[Collection records]

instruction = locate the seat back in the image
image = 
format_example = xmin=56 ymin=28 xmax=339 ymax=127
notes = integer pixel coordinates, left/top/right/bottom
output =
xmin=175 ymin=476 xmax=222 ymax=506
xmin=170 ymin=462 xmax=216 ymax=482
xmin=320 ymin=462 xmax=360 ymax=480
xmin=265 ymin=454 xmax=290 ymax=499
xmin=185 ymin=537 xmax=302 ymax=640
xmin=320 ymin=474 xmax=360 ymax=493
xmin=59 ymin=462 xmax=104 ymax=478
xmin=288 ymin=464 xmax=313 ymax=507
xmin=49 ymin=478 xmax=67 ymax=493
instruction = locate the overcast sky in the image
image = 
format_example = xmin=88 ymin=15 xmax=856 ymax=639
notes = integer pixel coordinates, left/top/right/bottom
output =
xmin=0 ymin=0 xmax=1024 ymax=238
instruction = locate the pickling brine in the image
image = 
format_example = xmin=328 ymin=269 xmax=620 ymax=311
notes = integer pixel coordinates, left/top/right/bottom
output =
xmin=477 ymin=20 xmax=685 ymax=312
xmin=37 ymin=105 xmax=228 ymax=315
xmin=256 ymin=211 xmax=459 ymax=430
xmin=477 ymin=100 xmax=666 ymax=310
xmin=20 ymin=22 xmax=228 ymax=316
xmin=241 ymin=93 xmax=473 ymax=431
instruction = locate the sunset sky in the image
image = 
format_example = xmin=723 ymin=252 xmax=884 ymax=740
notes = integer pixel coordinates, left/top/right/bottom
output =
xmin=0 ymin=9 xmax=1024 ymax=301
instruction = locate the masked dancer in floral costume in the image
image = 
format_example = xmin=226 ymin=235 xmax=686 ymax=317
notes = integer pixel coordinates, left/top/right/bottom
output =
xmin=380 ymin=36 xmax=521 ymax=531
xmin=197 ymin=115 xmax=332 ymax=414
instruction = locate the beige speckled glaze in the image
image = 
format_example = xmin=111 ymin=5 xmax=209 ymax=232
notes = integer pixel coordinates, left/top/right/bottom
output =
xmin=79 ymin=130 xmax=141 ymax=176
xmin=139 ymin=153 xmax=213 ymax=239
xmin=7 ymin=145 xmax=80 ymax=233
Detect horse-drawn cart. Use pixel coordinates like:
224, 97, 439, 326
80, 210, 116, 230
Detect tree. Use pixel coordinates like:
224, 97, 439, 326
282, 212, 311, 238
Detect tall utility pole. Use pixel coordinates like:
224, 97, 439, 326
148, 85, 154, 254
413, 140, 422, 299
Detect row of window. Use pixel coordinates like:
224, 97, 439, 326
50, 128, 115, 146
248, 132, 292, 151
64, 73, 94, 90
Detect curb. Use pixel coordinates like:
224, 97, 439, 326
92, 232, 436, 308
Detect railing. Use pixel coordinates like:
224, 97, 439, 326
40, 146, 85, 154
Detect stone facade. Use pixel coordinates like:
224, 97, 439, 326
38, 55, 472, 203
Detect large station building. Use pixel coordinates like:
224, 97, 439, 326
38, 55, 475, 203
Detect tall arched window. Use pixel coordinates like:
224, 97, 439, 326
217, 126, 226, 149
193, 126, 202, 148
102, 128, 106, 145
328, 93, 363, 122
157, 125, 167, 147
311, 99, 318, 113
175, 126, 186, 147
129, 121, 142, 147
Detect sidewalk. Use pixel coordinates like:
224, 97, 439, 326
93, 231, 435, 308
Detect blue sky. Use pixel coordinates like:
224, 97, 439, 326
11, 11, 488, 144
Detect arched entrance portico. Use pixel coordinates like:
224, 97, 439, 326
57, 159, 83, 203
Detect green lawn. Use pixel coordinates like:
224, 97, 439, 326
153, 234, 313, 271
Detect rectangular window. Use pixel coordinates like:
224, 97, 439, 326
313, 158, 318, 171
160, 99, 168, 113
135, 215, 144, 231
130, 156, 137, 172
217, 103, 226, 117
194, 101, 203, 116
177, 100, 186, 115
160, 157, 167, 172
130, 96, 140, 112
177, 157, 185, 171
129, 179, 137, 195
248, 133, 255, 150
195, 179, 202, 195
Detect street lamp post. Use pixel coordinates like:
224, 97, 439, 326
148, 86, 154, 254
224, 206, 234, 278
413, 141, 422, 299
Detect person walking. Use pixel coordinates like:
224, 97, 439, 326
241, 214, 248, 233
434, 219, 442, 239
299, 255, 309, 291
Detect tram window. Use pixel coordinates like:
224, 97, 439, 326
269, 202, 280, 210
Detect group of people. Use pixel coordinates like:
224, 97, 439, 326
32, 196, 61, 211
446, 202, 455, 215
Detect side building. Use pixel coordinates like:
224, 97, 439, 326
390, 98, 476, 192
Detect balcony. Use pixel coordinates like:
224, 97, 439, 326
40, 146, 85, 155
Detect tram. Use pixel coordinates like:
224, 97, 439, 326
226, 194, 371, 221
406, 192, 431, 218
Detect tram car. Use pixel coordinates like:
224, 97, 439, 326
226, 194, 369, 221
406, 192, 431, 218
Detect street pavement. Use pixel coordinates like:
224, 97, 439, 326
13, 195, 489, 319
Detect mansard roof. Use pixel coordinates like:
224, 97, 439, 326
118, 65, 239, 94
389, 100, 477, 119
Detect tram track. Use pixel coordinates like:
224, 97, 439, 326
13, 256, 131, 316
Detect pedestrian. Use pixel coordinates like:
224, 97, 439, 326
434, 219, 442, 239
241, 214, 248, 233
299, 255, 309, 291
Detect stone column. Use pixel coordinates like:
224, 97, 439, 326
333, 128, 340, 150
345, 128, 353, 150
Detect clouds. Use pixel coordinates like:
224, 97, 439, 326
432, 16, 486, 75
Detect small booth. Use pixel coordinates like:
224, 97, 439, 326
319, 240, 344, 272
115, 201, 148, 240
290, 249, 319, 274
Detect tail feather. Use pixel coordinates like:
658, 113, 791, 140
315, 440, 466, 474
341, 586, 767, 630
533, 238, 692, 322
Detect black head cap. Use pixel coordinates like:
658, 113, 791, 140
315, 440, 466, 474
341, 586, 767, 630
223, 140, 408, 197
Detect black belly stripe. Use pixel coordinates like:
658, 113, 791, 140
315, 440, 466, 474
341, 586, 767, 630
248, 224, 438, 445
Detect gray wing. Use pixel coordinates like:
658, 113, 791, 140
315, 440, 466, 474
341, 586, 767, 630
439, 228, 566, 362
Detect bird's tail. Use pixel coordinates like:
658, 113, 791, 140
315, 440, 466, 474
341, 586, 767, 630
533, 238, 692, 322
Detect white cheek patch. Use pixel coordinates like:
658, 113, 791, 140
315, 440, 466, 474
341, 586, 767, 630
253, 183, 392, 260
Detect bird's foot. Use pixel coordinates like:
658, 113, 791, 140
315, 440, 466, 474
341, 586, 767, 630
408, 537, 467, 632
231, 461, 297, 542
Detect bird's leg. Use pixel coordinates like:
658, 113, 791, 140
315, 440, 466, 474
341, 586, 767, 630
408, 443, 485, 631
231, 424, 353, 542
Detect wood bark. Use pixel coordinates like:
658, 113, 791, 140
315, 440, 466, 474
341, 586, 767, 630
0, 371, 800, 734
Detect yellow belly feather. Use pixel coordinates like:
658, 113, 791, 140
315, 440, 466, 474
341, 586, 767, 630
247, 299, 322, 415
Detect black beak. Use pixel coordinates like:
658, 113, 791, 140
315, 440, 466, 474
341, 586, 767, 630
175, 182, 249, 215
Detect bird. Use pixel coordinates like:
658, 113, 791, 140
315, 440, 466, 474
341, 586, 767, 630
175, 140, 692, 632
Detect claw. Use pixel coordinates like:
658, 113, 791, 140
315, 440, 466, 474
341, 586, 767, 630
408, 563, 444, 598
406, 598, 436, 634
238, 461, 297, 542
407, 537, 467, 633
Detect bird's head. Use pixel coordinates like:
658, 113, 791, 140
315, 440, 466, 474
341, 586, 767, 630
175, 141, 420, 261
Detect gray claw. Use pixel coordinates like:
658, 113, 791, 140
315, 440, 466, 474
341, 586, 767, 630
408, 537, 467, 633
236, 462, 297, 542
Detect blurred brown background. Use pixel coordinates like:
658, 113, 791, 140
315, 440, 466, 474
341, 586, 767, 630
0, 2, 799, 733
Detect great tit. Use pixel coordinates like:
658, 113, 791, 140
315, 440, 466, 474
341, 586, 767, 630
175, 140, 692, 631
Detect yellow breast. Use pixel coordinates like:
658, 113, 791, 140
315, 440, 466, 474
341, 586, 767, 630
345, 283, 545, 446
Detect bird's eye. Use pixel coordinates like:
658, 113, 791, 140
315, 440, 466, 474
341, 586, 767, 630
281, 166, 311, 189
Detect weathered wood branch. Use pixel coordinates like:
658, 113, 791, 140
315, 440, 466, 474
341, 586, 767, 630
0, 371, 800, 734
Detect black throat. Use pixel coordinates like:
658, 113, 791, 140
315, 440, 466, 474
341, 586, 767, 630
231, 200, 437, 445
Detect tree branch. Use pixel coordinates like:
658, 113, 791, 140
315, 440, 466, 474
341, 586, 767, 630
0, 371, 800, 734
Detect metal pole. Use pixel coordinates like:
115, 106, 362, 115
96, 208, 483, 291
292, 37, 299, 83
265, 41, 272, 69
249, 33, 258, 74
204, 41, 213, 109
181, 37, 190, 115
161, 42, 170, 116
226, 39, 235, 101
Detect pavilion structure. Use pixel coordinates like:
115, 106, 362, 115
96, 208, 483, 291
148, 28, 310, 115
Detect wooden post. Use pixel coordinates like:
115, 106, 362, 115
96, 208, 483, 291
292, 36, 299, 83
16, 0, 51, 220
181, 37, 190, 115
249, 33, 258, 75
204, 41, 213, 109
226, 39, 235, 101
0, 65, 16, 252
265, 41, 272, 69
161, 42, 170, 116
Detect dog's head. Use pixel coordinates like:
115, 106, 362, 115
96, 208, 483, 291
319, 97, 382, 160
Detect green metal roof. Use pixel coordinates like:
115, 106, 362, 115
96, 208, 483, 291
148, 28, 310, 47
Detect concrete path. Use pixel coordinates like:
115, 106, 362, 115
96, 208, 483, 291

> _WHAT IS NEEDED_
Print every line from the start of the collection records down to the line containing "xmin=197 ymin=115 xmax=332 ymax=414", including both of those lines.

> _ANSWER TO THIS TASK_
instruction = locate the seat back in the image
image = 
format_example = xmin=56 ymin=28 xmax=339 ymax=127
notes = integer pixel coordinates, left/top/right/bottom
output =
xmin=175 ymin=476 xmax=222 ymax=506
xmin=170 ymin=462 xmax=216 ymax=482
xmin=320 ymin=462 xmax=360 ymax=480
xmin=265 ymin=454 xmax=290 ymax=499
xmin=185 ymin=537 xmax=302 ymax=640
xmin=320 ymin=474 xmax=360 ymax=493
xmin=59 ymin=462 xmax=104 ymax=478
xmin=288 ymin=464 xmax=313 ymax=507
xmin=49 ymin=478 xmax=67 ymax=493
instruction = locate the overcast sky in the image
image = 
format_example = xmin=88 ymin=15 xmax=856 ymax=639
notes = integer pixel coordinates, left/top/right/bottom
output =
xmin=0 ymin=0 xmax=1024 ymax=238
instruction = locate the pickling brine in the image
image = 
format_example = xmin=328 ymin=269 xmax=620 ymax=311
notes = integer pixel coordinates, left/top/right/bottom
output =
xmin=477 ymin=20 xmax=685 ymax=312
xmin=37 ymin=105 xmax=228 ymax=315
xmin=256 ymin=211 xmax=459 ymax=430
xmin=477 ymin=100 xmax=666 ymax=310
xmin=20 ymin=22 xmax=228 ymax=316
xmin=241 ymin=93 xmax=473 ymax=431
instruction = locate the sunset sky in the image
image = 
format_example = xmin=723 ymin=252 xmax=884 ymax=740
notes = integer pixel coordinates, left/top/right/bottom
output =
xmin=0 ymin=9 xmax=1024 ymax=301
instruction = locate the masked dancer in floral costume in the image
image = 
format_example = xmin=226 ymin=235 xmax=686 ymax=317
notes = integer pixel coordinates, left/top/right/bottom
output =
xmin=380 ymin=36 xmax=521 ymax=531
xmin=197 ymin=115 xmax=332 ymax=414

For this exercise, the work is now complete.